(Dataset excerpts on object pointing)
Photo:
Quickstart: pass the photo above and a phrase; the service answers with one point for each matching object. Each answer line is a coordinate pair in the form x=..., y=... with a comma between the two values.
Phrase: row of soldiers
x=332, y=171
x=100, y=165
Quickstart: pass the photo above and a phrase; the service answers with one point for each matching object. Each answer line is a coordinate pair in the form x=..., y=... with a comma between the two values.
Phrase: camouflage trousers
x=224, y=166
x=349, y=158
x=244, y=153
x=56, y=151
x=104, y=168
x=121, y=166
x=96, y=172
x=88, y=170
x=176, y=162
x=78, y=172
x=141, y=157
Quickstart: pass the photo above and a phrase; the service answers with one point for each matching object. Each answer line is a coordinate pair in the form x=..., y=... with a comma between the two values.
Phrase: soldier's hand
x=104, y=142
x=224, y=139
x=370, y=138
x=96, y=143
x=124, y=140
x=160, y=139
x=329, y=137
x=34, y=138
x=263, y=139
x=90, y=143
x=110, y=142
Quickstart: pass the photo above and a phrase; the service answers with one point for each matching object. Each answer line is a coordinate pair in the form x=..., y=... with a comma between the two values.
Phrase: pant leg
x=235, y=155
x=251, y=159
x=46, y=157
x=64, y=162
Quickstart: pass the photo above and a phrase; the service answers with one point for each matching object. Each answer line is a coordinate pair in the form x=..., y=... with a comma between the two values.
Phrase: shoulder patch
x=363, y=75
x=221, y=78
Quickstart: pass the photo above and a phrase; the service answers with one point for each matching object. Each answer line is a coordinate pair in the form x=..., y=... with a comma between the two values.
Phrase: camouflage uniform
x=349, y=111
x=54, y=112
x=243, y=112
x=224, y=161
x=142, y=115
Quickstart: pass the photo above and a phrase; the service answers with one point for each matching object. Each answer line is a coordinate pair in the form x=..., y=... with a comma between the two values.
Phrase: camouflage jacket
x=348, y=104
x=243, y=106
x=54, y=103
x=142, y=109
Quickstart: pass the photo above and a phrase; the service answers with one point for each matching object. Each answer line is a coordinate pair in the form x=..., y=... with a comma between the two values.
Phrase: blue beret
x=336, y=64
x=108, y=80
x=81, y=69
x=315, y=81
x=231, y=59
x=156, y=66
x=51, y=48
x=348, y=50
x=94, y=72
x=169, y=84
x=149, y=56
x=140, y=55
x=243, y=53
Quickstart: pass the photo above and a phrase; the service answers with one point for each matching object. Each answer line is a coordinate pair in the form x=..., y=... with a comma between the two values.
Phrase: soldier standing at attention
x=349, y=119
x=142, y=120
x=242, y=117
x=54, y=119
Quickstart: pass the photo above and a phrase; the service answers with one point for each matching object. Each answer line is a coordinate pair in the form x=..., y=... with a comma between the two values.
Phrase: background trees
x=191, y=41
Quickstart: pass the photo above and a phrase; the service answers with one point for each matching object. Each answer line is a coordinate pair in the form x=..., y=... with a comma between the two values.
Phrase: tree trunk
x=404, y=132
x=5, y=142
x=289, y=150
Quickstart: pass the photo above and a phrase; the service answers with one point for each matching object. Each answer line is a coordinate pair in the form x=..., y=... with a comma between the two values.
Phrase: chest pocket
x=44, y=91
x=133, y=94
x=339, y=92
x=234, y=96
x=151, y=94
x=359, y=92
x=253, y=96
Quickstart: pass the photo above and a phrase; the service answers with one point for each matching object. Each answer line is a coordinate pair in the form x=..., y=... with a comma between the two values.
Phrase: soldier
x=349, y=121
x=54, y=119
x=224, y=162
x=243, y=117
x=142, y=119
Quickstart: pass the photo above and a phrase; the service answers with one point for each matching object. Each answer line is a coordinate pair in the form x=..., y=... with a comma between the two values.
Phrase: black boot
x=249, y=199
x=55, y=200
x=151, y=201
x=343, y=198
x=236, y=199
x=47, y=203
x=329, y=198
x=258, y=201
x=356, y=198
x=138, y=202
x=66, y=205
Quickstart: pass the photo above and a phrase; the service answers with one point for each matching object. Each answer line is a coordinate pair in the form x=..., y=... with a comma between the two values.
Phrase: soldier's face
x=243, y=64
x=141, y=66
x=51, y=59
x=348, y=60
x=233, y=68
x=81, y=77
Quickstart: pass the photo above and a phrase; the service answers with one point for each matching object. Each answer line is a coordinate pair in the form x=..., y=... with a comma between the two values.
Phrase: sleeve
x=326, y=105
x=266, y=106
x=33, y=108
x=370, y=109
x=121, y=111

--- GIVEN INSTRUCTION ---
Print every record above exactly as written.

--- RESULT FOR THIS EXERCISE ---
Photo:
Quickstart: pass the photo above and a phrase; the service answers with one point for each matching object. Each answer line is a coordinate pair in the form x=..., y=... with a comma between the two values.
Phrase: row of soldiers
x=332, y=171
x=100, y=165
Quickstart: pass the photo above and a phrase; the service answers with one point for each matching object. Each answer line is a coordinate pair in the form x=..., y=... with a comma between the two values.
Phrase: camouflage trousers
x=224, y=166
x=349, y=158
x=244, y=153
x=56, y=151
x=104, y=168
x=121, y=166
x=96, y=172
x=88, y=170
x=176, y=162
x=78, y=172
x=141, y=157
Quickstart: pass the photo above and a phrase; the service answers with one point for each matching object. Each answer line is a coordinate pair in the form x=..., y=... with a comma between the two values.
Phrase: soldier's hand
x=104, y=142
x=224, y=139
x=370, y=138
x=96, y=143
x=124, y=140
x=160, y=139
x=329, y=137
x=34, y=138
x=263, y=139
x=90, y=143
x=110, y=142
Quickstart: pass the photo above and a phrase; the service answers with one point for each matching object. Each answer line is a coordinate pair in the form x=..., y=... with a comma between the two values.
Phrase: pant leg
x=235, y=155
x=251, y=159
x=46, y=157
x=64, y=162
Quickstart: pass the photo above and a phrase; the service answers with one point for each matching object. Each answer line is a coordinate pair in the form x=..., y=... with a comma between the two values.
Phrase: shoulder patch
x=363, y=75
x=221, y=78
Quickstart: pass the photo above and a phrase; the service answers with one point for each matching object. Each answer line is a coordinate pair in the form x=..., y=... with a comma between the two values.
Phrase: camouflage uniform
x=349, y=111
x=54, y=112
x=243, y=112
x=224, y=161
x=142, y=115
Quickstart: pass the photo above and a phrase; the service answers with one point for each matching object. Each answer line is a coordinate pair in the form x=..., y=... with a comma between the two values.
Phrase: camouflage jacket
x=348, y=104
x=243, y=106
x=54, y=103
x=142, y=109
Quickstart: pass the photo above and a phrase; the service answers with one point for each matching object. Each answer line is a coordinate pair in the form x=..., y=... with a comma between the two values.
Phrase: blue beret
x=336, y=64
x=108, y=80
x=81, y=69
x=315, y=81
x=231, y=59
x=156, y=66
x=51, y=48
x=348, y=50
x=94, y=72
x=169, y=84
x=149, y=56
x=140, y=55
x=243, y=53
Quickstart: pass the photo above and a phrase; the service answers with one point for each matching object. Each answer line is a coordinate pair in the form x=..., y=... with a comma between the two values.
Phrase: soldier standing at attention
x=349, y=119
x=142, y=120
x=242, y=117
x=54, y=119
Quickstart: pass the photo above and a phrase; the service answers with one point for each matching object. Each answer line is a coordinate pair in the form x=..., y=... with a comma between the two values.
Phrase: background trees
x=191, y=41
Quickstart: pass the photo above and a phrase; the service answers with one point for each matching object. Each answer line is a coordinate pair in the form x=..., y=... with a comma between the two values.
Phrase: tree trunk
x=404, y=132
x=5, y=142
x=289, y=150
Quickstart: pass the photo above and a phrase; the service answers with one point for each matching object. Each answer line is a coordinate pair in the form x=..., y=... with a comma between the two values.
Phrase: chest pocket
x=44, y=91
x=133, y=94
x=339, y=92
x=234, y=96
x=151, y=94
x=359, y=92
x=253, y=96
Quickstart: pass the photo above and a phrase; the service answers with one point for each matching object. Each answer line is a coordinate pair in the form x=..., y=... with a comma between the two values.
Phrase: soldier
x=349, y=121
x=54, y=119
x=224, y=162
x=243, y=117
x=142, y=119
Quickstart: pass the photo above and a phrase; the service answers with one point for each matching object. Each answer line is a coordinate pair in the form x=..., y=... with a comma between the two values.
Phrase: black boot
x=249, y=199
x=55, y=200
x=151, y=201
x=343, y=198
x=236, y=199
x=47, y=203
x=329, y=198
x=258, y=201
x=356, y=198
x=138, y=202
x=66, y=205
Quickstart: pass the photo above and a phrase; the service answers with one point for each matching object. Each answer line is a coordinate pair in the form x=..., y=... with a comma between the two values.
Phrase: soldier's face
x=243, y=64
x=141, y=66
x=51, y=59
x=348, y=60
x=233, y=68
x=81, y=77
Quickstart: pass the photo above and a phrase; the service answers with one point for each matching object. Each answer line is a coordinate pair in the form x=..., y=... with a comma between the two values.
Phrase: sleeve
x=326, y=105
x=266, y=106
x=33, y=108
x=370, y=109
x=121, y=111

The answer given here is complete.